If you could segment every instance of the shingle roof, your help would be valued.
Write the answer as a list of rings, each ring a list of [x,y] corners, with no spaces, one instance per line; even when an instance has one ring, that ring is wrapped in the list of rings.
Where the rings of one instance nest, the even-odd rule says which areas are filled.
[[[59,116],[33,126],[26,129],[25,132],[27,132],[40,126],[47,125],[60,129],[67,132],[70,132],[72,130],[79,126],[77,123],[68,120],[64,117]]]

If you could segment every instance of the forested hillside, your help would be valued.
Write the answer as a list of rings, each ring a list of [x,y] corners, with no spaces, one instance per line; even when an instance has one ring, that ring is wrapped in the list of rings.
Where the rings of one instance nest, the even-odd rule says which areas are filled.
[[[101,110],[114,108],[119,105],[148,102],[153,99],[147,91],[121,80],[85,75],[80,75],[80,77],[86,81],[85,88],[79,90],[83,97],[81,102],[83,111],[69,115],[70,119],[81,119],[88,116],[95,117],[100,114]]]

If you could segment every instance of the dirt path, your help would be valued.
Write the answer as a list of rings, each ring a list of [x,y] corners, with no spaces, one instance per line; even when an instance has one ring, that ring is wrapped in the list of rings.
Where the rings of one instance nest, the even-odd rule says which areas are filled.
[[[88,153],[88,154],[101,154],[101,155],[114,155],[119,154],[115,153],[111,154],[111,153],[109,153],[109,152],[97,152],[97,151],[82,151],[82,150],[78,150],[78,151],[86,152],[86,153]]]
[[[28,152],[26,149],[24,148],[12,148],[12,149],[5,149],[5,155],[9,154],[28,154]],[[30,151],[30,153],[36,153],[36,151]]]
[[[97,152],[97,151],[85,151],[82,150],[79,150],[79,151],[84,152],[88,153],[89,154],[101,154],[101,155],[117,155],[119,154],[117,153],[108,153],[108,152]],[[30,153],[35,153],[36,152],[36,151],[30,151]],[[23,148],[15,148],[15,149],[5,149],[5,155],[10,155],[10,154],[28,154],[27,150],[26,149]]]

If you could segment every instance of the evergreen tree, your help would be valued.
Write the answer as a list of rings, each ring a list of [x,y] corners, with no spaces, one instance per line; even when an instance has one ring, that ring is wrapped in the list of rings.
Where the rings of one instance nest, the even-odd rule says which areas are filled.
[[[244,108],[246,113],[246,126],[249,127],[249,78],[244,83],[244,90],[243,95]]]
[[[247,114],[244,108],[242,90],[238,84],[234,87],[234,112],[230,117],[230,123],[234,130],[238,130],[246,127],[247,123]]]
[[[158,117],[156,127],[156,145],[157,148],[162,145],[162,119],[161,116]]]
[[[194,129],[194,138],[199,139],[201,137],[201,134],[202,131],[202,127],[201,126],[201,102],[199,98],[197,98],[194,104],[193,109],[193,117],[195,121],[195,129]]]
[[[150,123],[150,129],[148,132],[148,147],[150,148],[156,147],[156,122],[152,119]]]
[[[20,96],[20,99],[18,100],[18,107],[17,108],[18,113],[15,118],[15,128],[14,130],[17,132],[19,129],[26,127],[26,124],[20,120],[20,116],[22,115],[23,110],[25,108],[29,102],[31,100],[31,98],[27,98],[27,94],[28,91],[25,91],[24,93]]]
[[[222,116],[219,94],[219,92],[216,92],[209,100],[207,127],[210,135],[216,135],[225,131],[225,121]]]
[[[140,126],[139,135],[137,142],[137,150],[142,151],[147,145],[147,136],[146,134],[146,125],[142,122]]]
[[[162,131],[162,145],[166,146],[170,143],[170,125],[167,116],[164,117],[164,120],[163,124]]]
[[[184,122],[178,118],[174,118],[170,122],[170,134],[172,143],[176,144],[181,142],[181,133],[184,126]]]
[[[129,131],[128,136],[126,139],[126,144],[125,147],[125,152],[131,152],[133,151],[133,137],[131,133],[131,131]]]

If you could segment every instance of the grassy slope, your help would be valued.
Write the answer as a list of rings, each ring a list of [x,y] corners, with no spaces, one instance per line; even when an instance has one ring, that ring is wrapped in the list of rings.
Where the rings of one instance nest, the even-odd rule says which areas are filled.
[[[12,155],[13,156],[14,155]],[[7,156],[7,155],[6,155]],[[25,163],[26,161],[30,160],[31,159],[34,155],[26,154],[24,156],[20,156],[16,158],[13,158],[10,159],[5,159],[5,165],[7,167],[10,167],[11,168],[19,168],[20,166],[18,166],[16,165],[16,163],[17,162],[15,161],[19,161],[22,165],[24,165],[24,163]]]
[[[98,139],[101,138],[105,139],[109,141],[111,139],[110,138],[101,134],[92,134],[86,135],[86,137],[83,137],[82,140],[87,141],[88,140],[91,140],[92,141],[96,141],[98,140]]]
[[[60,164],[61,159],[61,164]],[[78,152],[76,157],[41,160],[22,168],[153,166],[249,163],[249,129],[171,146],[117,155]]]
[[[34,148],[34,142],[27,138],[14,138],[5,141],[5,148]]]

Exercise task ▸
Reproduce all of the material above line for line, without changing anything.

Correct result ▸
If you could segment every instance of the shingle roof, your help would be valued.
Write the answer as a list of rings, each ring a list of [x,y] corners, with no spaces, one instance per line; even when an instance has one ring, that ring is wrapped in the list of rings.
Where the rings of one instance nest, the even-odd rule says which areas are filled.
[[[59,116],[33,126],[26,129],[25,132],[27,132],[40,126],[47,125],[60,129],[67,132],[70,132],[72,130],[79,126],[77,123],[68,120],[64,117]]]

If you could segment every instance of the forested hillside, your help would be valued.
Write the answer as a list of rings, each ring a list of [x,y] corners, with no spaces, one instance per line; even when an instance has one ring, that ring is wrapped in the list of rings.
Where the rings of one instance nest, the even-odd rule says which areas are filled.
[[[101,110],[114,108],[119,105],[148,102],[153,99],[147,91],[121,80],[85,75],[80,75],[80,77],[86,81],[85,88],[79,90],[83,97],[81,102],[83,111],[69,115],[70,119],[81,119],[88,116],[95,117],[100,114]]]

If you could segment every instance of the dirt path, your help would be valued.
Write the answer as a list of rings, each ring a list of [x,y] corners, with no spaces, one instance per line; even when an instance has one ring, that ring is wrapped in the list of rings.
Where the rings of one instance nest, the even-odd rule says which areas are filled.
[[[88,153],[88,154],[101,154],[101,155],[114,155],[119,154],[115,153],[111,154],[111,153],[109,153],[109,152],[97,152],[97,151],[82,151],[82,150],[78,150],[78,151],[86,152],[86,153]]]
[[[28,152],[26,149],[24,148],[12,148],[12,149],[5,149],[5,155],[9,154],[28,154]],[[30,151],[30,153],[36,153],[36,151]]]
[[[97,152],[97,151],[85,151],[82,150],[79,150],[79,151],[84,152],[88,153],[89,154],[101,154],[101,155],[117,155],[119,154],[117,153],[108,153],[108,152]],[[30,153],[35,153],[36,152],[36,151],[30,151]],[[23,148],[15,148],[15,149],[5,149],[5,155],[10,155],[10,154],[28,154],[27,150],[26,149]]]

If you could segment every instance of the evergreen tree, your help would be valued.
Write the answer as a list of rings, each ring a list of [x,y] corners, with no spaces, one instance per line; even when an instance has one ring, that ring is wrapped in the list of rings.
Where the rings of one instance nest, the even-odd rule says which areas are filled.
[[[244,108],[246,113],[246,126],[249,127],[249,78],[244,83],[244,90],[243,95]]]
[[[247,114],[244,108],[242,90],[238,84],[234,87],[234,112],[230,117],[230,123],[234,130],[238,130],[246,127],[247,123]]]
[[[158,117],[156,127],[156,145],[157,148],[162,145],[162,119],[161,116]]]
[[[194,129],[194,138],[199,139],[201,137],[201,134],[202,131],[202,127],[201,126],[201,102],[199,98],[197,98],[194,104],[193,109],[193,117],[195,121],[195,129]]]
[[[150,123],[150,129],[148,132],[148,147],[150,148],[156,147],[156,122],[152,119]]]
[[[20,96],[20,99],[18,100],[18,107],[17,108],[18,113],[15,118],[15,128],[14,130],[17,132],[19,129],[26,127],[26,124],[20,120],[20,116],[22,115],[23,110],[25,108],[29,102],[31,100],[31,98],[27,98],[27,94],[28,91],[25,91],[24,93]]]
[[[222,116],[219,94],[219,92],[216,92],[209,100],[207,127],[210,135],[216,135],[225,131],[225,121]]]
[[[140,126],[139,135],[137,142],[137,150],[142,151],[147,145],[147,136],[146,134],[146,125],[142,122]]]
[[[162,131],[162,145],[166,146],[170,143],[170,125],[167,116],[164,117],[164,120],[163,124]]]
[[[184,122],[178,118],[174,118],[170,122],[170,134],[172,143],[176,144],[181,142],[181,133],[184,126]]]
[[[129,131],[128,136],[126,139],[126,144],[125,147],[125,152],[131,152],[133,151],[133,137],[131,133],[131,131]]]

If you could segment every instance of the grassy slope, your help would be valued.
Write the answer as a list of rings, each ring a list of [x,y] corners, with no spaces, one instance per line; even when an instance has one ring, that ring is wrapped in the list of rings.
Where the rings of one instance nest, the even-odd rule says which areas are filled.
[[[12,155],[13,156],[14,155]],[[7,156],[7,155],[6,155]],[[25,163],[26,161],[30,160],[31,159],[34,155],[26,154],[24,156],[20,156],[16,158],[13,158],[10,159],[5,159],[5,165],[7,167],[10,167],[11,168],[19,168],[20,166],[18,166],[16,165],[16,163],[17,162],[15,161],[19,161],[22,165],[24,165],[24,163]]]
[[[98,139],[101,138],[105,139],[109,141],[111,139],[110,138],[101,134],[92,134],[86,135],[86,137],[83,137],[82,140],[87,141],[88,140],[91,140],[92,141],[96,141],[98,140]]]
[[[60,164],[61,159],[61,164]],[[78,152],[76,157],[41,160],[22,168],[153,166],[249,163],[249,129],[171,146],[117,155]]]
[[[34,148],[34,142],[27,138],[14,138],[5,141],[5,148]]]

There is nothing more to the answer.